OBJECTIVE:
Extract each line of the records below that contains the word "beach", reproducing every such line in full.

--- start ---

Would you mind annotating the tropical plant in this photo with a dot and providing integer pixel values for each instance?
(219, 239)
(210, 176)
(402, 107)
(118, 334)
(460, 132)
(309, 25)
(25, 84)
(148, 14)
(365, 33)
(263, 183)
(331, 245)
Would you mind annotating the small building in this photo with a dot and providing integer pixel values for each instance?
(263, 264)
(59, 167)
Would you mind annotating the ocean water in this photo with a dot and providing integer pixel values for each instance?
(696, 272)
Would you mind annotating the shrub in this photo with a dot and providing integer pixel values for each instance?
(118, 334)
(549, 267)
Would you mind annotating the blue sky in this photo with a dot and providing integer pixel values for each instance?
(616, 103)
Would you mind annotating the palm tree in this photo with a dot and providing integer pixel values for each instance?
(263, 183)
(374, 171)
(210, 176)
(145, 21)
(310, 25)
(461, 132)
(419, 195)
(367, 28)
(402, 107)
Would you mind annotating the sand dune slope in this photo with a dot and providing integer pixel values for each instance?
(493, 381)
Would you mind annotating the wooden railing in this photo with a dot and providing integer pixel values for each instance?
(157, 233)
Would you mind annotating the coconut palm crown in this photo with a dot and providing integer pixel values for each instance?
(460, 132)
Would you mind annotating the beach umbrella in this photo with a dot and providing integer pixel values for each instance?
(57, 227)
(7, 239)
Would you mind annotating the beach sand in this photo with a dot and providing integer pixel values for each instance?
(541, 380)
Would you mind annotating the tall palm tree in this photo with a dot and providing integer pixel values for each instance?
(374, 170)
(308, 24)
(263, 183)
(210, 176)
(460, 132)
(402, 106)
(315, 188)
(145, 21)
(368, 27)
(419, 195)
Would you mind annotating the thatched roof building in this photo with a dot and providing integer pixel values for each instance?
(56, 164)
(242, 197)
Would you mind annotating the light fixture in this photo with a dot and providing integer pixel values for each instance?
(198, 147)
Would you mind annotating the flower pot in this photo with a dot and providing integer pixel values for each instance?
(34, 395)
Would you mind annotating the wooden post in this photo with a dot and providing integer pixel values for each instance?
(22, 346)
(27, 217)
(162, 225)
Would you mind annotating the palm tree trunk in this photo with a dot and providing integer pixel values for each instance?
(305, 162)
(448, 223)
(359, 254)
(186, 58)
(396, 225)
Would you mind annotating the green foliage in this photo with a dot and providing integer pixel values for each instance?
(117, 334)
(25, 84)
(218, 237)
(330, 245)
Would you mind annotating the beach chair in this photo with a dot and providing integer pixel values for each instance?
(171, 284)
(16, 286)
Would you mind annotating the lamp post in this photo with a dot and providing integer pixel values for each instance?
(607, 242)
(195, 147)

--- end ---
--- start ---

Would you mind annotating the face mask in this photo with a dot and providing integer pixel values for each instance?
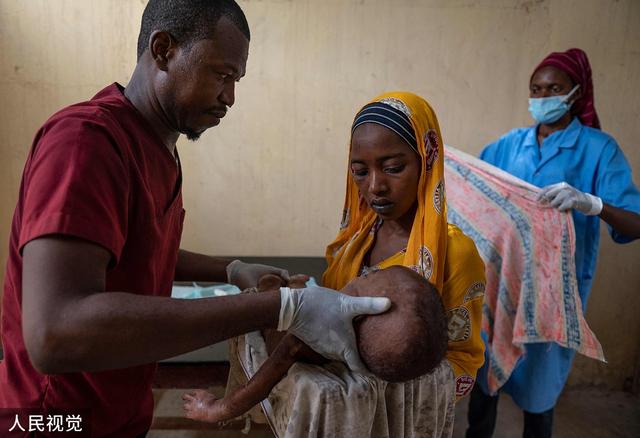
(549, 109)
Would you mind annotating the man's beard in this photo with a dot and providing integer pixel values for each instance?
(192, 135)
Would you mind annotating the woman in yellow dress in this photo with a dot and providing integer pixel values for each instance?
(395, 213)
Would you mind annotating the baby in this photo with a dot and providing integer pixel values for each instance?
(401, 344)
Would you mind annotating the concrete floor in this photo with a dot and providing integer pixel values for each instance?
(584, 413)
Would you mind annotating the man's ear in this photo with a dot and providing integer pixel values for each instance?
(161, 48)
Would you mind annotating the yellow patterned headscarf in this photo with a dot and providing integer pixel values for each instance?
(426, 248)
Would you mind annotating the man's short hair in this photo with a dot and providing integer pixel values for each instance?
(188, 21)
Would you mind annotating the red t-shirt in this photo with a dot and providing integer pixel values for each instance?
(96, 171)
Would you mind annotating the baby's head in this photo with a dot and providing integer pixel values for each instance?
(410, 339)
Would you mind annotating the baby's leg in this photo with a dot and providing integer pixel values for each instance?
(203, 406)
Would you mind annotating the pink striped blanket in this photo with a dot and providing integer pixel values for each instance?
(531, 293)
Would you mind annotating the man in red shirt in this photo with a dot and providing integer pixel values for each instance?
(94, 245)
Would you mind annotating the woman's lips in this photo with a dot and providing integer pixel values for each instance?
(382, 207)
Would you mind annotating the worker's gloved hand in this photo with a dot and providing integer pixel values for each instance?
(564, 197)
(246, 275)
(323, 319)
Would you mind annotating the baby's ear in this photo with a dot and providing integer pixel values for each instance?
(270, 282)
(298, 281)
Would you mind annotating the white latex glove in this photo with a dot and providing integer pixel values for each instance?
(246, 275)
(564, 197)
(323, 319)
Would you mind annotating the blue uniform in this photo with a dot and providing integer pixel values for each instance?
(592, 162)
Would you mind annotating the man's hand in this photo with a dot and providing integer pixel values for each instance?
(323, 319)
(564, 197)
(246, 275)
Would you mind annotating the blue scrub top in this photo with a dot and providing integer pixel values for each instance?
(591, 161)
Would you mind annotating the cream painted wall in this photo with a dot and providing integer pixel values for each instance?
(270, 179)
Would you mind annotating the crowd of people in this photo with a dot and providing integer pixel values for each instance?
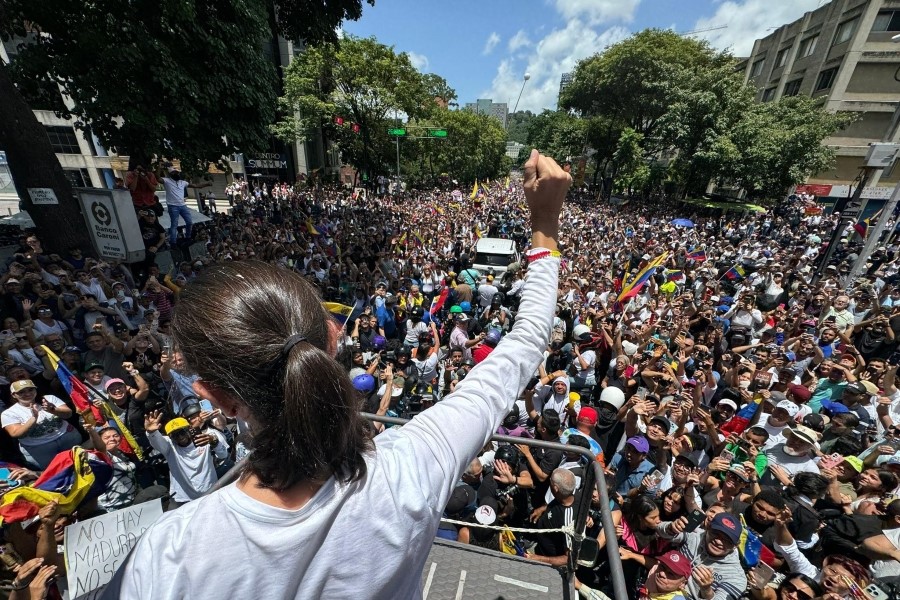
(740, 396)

--- end ---

WRITTEN SOLUTION:
Would you mind annotating the beach umbrella in this photo with a dot and providing integer pixel values for each instance?
Would you mind annotating the beach sand in this photo with a dot and providing integer pixel values for each instance?
Would you mind annotating the beach chair in this photo with a dot and providing integer pixel values for each instance?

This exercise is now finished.